Scan each line of the records for the word "rocky" and extract the ones that have it.

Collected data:
────────

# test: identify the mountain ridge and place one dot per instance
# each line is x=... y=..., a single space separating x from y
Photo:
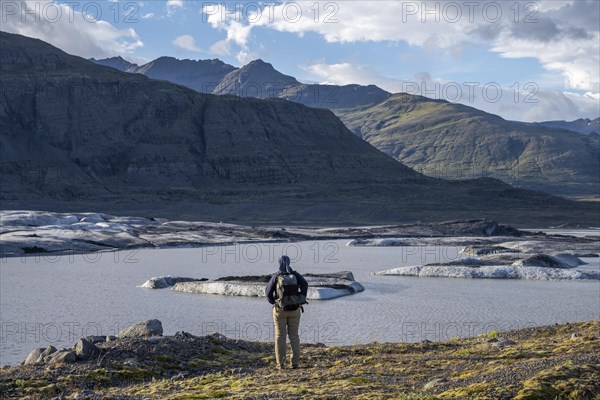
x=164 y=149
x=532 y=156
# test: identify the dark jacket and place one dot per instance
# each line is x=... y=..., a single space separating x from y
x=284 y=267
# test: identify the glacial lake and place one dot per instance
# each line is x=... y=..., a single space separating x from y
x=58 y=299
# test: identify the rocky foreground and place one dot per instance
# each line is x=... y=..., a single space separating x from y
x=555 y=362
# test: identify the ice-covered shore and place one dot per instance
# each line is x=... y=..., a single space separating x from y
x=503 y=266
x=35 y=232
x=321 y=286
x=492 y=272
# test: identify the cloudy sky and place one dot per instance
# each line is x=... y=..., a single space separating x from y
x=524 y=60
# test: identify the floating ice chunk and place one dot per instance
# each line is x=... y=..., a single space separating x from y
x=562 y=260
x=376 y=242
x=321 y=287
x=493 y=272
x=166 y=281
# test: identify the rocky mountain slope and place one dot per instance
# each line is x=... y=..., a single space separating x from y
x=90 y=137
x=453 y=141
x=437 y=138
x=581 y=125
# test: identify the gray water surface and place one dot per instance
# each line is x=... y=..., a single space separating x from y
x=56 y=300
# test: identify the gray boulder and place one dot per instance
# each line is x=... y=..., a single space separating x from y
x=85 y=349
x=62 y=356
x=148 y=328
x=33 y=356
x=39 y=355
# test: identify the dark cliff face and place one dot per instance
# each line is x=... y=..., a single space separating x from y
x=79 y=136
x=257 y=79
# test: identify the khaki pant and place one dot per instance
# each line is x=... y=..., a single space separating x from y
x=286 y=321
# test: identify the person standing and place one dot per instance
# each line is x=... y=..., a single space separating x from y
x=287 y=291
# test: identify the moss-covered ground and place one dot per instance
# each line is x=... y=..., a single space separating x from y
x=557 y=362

────────

> **Response to this task**:
# test: identify the rocky foreground and place one dot per instance
# test: identify the rocky mountain slope and place one dot per instance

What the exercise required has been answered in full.